Copy all of the records below, including each request and its sample points, and shift every coordinate in the answer points by 136. Omit the pictures.

MATERIAL FOR THE TASK:
· · · · ·

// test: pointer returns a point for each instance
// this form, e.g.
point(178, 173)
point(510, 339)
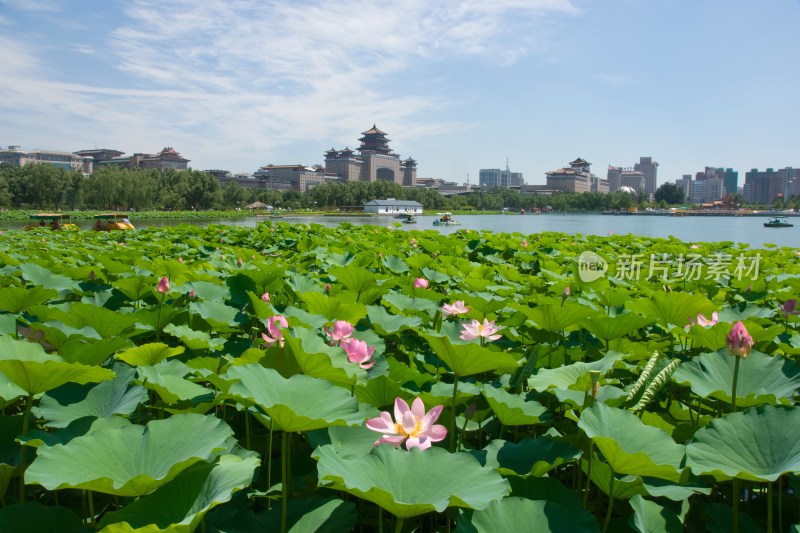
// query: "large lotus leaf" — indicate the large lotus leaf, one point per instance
point(168, 380)
point(183, 502)
point(333, 308)
point(320, 360)
point(529, 457)
point(469, 358)
point(556, 317)
point(27, 366)
point(672, 309)
point(522, 515)
point(648, 516)
point(631, 447)
point(513, 409)
point(16, 299)
point(300, 403)
point(762, 379)
point(411, 483)
point(127, 459)
point(92, 352)
point(759, 444)
point(565, 377)
point(218, 314)
point(194, 339)
point(40, 276)
point(386, 323)
point(34, 518)
point(608, 328)
point(108, 398)
point(149, 354)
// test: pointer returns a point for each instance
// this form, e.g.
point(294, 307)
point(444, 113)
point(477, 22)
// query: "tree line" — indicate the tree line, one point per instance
point(41, 186)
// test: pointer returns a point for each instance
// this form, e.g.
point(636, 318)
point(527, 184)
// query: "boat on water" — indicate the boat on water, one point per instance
point(778, 222)
point(112, 222)
point(54, 221)
point(445, 219)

· · · · ·

OUTPUT FOR THIS EXERCISE:
// test: pointer returns a point for each instance
// this form, e.g.
point(178, 173)
point(510, 339)
// query: "large lotus leaf" — indicate the large lotus leaf, one point per instance
point(304, 516)
point(319, 638)
point(469, 444)
point(456, 496)
point(665, 593)
point(605, 494)
point(692, 453)
point(163, 502)
point(808, 445)
point(658, 651)
point(784, 652)
point(767, 583)
point(649, 545)
point(152, 435)
point(436, 539)
point(898, 515)
point(547, 619)
point(263, 595)
point(228, 488)
point(895, 580)
point(701, 513)
point(354, 450)
point(330, 475)
point(176, 412)
point(522, 459)
point(170, 654)
point(744, 464)
point(244, 534)
point(285, 490)
// test: pointer returns a point for each instance
// this form, e.g.
point(294, 307)
point(444, 113)
point(477, 22)
// query: "tree line" — indicate the tree line, one point per instance
point(177, 322)
// test: pointer returns a point for each instance
// this form, e.g.
point(636, 318)
point(527, 184)
// query: "boat on water" — indicate the boat on water, one point per instance
point(914, 358)
point(248, 358)
point(190, 357)
point(581, 355)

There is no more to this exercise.